**Text to read**
TimeSpeaker/ Title/ Abstract/ VODLocation
09:10 - 09:55 On Solving Ill Conditioned Linear Systems / Craig C. Douglas (University of Wyoming)
This paper presents the first results to combine theoretically sound methods (spectral projection, deflation methods, and multigrid methods together to attack ill conditioned linear systems. Our preliminary results show that the proposed algorithm applied to a Krylov subspace method takes much fewer iterations for solving an ill conditioned problem downloaded from a popular online sparse matrix collection. To our best knowledge, the constructions of most, if not all, deflation subspace matrices in the literature are problem dependent. Further, some of them are ad-hoc. The method proposed here is problem independent.
CAMP
09:55 - 10:40 On the Computation of the Inverse Sturm-Liouville Problem in Impedance Form / Zhengda Huang (Zhejiang University)
This is a report of our group's work on the computations of a inverse Sturm-Liouville problem in impedance form with Dirichlet boundary conditions. Two cases, without and with the symmetric assumption for the impedance, are considered. For the case without the symmetric assumption, the problem is computed by solving an optimal problem based on the descent flow method, the modified descent flow method and a ULM-like descent flow method, separately. For the case of the symmetric impedance, the problem is computed by solving a nonlinear equation with the simple Newton's method. Numerical examples for smooth, non-smooth and discontinuous impedance functions are performed to show the efficiency of these methods.

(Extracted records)

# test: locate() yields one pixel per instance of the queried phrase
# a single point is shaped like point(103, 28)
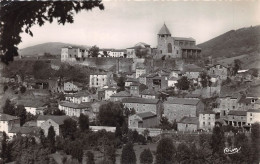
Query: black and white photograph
point(129, 82)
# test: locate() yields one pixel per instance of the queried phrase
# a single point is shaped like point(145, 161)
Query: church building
point(176, 47)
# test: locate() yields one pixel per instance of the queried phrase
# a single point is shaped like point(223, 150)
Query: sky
point(124, 23)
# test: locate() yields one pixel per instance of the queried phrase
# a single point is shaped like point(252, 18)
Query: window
point(169, 48)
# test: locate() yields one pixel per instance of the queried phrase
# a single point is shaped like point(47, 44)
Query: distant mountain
point(53, 48)
point(233, 43)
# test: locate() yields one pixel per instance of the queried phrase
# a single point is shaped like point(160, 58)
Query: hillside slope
point(233, 43)
point(53, 48)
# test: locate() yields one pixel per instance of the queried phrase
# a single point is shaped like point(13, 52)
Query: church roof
point(164, 31)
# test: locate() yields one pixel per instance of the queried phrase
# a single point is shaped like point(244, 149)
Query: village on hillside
point(164, 105)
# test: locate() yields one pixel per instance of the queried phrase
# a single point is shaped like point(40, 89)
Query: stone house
point(99, 80)
point(120, 95)
point(73, 109)
point(237, 118)
point(149, 94)
point(157, 80)
point(7, 122)
point(56, 122)
point(33, 107)
point(71, 86)
point(143, 120)
point(188, 124)
point(177, 108)
point(252, 116)
point(219, 70)
point(79, 97)
point(144, 105)
point(142, 79)
point(207, 120)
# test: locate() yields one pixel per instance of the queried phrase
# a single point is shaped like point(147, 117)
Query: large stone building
point(177, 108)
point(69, 54)
point(176, 47)
point(99, 80)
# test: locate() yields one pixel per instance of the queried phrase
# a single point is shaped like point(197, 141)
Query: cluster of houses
point(143, 91)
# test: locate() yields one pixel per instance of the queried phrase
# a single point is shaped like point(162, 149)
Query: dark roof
point(185, 39)
point(184, 101)
point(25, 130)
point(74, 105)
point(31, 103)
point(207, 112)
point(164, 31)
point(146, 115)
point(58, 119)
point(121, 94)
point(192, 68)
point(254, 110)
point(7, 117)
point(140, 100)
point(149, 92)
point(189, 120)
point(237, 113)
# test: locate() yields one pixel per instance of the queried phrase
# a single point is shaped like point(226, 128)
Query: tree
point(94, 51)
point(118, 132)
point(146, 157)
point(217, 141)
point(141, 52)
point(121, 84)
point(183, 83)
point(128, 154)
point(9, 108)
point(90, 158)
point(83, 122)
point(183, 153)
point(77, 151)
point(236, 66)
point(69, 128)
point(5, 88)
point(205, 80)
point(165, 151)
point(18, 15)
point(23, 89)
point(111, 114)
point(21, 112)
point(51, 139)
point(165, 124)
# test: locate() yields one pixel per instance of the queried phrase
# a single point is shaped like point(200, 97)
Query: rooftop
point(237, 113)
point(164, 30)
point(149, 92)
point(146, 115)
point(58, 119)
point(121, 94)
point(189, 120)
point(7, 117)
point(74, 105)
point(140, 100)
point(184, 101)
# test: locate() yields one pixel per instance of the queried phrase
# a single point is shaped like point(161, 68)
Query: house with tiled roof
point(188, 124)
point(7, 122)
point(207, 120)
point(149, 94)
point(46, 121)
point(219, 70)
point(252, 116)
point(143, 120)
point(120, 95)
point(33, 106)
point(236, 118)
point(144, 105)
point(74, 109)
point(177, 108)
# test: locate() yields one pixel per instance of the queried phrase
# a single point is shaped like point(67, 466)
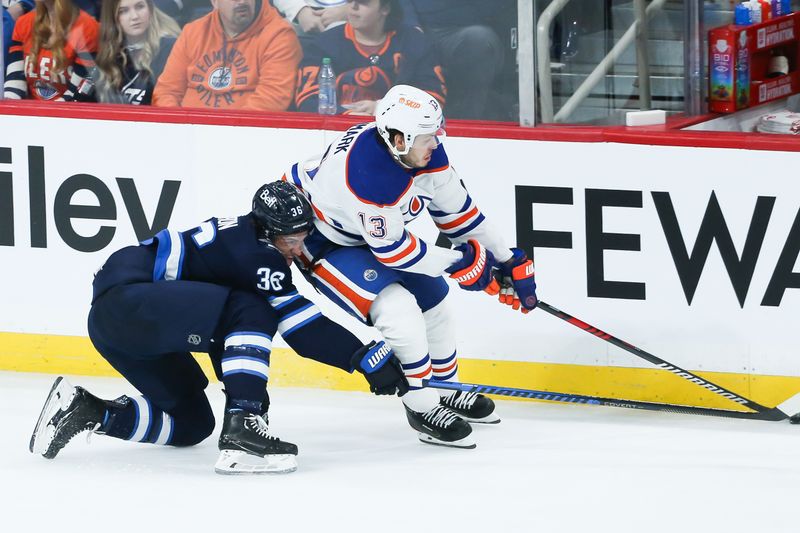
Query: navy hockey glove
point(381, 368)
point(473, 271)
point(518, 282)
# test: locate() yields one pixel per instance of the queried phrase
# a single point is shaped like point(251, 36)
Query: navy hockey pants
point(146, 331)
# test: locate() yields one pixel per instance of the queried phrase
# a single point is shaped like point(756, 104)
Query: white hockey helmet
point(410, 111)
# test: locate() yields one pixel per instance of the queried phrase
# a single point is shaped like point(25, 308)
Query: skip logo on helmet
point(410, 103)
point(268, 199)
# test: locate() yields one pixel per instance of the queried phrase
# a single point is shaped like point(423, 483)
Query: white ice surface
point(545, 468)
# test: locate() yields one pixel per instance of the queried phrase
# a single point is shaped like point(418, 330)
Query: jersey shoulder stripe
point(371, 173)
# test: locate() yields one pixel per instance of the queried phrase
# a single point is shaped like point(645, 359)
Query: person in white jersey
point(368, 185)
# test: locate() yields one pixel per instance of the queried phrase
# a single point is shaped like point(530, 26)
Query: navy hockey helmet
point(280, 208)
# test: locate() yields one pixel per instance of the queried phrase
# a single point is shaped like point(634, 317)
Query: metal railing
point(637, 32)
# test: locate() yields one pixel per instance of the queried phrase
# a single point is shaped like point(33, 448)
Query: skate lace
point(440, 416)
point(92, 430)
point(260, 426)
point(463, 400)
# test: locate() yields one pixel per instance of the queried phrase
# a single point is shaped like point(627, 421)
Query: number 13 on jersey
point(375, 225)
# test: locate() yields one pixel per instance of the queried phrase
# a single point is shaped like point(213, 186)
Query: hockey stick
point(761, 412)
point(596, 400)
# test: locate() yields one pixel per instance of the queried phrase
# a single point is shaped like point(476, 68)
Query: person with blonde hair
point(52, 50)
point(136, 39)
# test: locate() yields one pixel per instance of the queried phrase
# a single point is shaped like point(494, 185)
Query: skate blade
point(61, 395)
point(467, 443)
point(235, 462)
point(491, 418)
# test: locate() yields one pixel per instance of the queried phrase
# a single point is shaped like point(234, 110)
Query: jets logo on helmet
point(280, 208)
point(410, 111)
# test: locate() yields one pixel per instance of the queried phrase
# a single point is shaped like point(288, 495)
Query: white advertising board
point(688, 253)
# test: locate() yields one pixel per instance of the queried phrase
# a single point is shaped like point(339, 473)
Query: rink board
point(681, 251)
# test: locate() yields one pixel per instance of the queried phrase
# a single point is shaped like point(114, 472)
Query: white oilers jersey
point(361, 195)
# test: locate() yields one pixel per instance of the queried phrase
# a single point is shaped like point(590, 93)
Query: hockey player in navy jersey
point(224, 288)
point(368, 185)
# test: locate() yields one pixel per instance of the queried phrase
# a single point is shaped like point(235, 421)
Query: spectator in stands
point(52, 49)
point(369, 54)
point(242, 55)
point(313, 16)
point(11, 12)
point(471, 51)
point(135, 41)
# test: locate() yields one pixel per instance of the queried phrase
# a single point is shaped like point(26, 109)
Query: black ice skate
point(442, 427)
point(67, 411)
point(246, 447)
point(471, 406)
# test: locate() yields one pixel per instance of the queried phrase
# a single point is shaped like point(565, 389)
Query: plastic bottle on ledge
point(766, 10)
point(755, 11)
point(327, 88)
point(742, 15)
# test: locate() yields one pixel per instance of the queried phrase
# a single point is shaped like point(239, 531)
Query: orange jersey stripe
point(460, 220)
point(361, 303)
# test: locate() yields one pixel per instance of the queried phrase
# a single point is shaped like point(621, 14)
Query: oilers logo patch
point(220, 78)
point(416, 205)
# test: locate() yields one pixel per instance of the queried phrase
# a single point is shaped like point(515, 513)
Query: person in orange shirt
point(52, 52)
point(242, 55)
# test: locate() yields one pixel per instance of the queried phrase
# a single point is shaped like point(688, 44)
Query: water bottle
point(742, 15)
point(327, 88)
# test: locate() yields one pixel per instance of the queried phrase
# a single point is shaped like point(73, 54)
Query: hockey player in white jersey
point(368, 185)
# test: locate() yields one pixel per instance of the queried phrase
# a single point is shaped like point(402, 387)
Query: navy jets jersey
point(222, 251)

**Set task 1**
Reproduce everything in the talk schedule from "TimeSpeaker/ Title/ Abstract/" down to "is problem independent.".
**Set task 2**
According to the talk schedule, what boundary conditions apply to the inverse Sturm-Liouville problem in impedance form?
**Set task 3**
List every method that the talk schedule names for computing the inverse Sturm-Liouville problem in impedance form.
The extracted lines have no role in this exercise.

**Exercise answer 1**
TimeSpeaker/ Title/ Abstract/ VODLocation
09:10 - 09:55 On Solving Ill Conditioned Linear Systems / Craig C. Douglas (University of Wyoming)
This paper presents the first results to combine theoretically sound methods (spectral projection, deflation methods, and multigrid methods together to attack ill conditioned linear systems. Our preliminary results show that the proposed algorithm applied to a Krylov subspace method takes much fewer iterations for solving an ill conditioned problem downloaded from a popular online sparse matrix collection. To our best knowledge, the constructions of most, if not all, deflation subspace matrices in the literature are problem dependent. Further, some of them are ad-hoc. The method proposed here is problem independent.

**Exercise answer 2**
Dirichlet boundary conditions.

**Exercise answer 3**
- The descent flow method
- The modified descent flow method
- A ULM-like descent flow method
- The simple Newton's method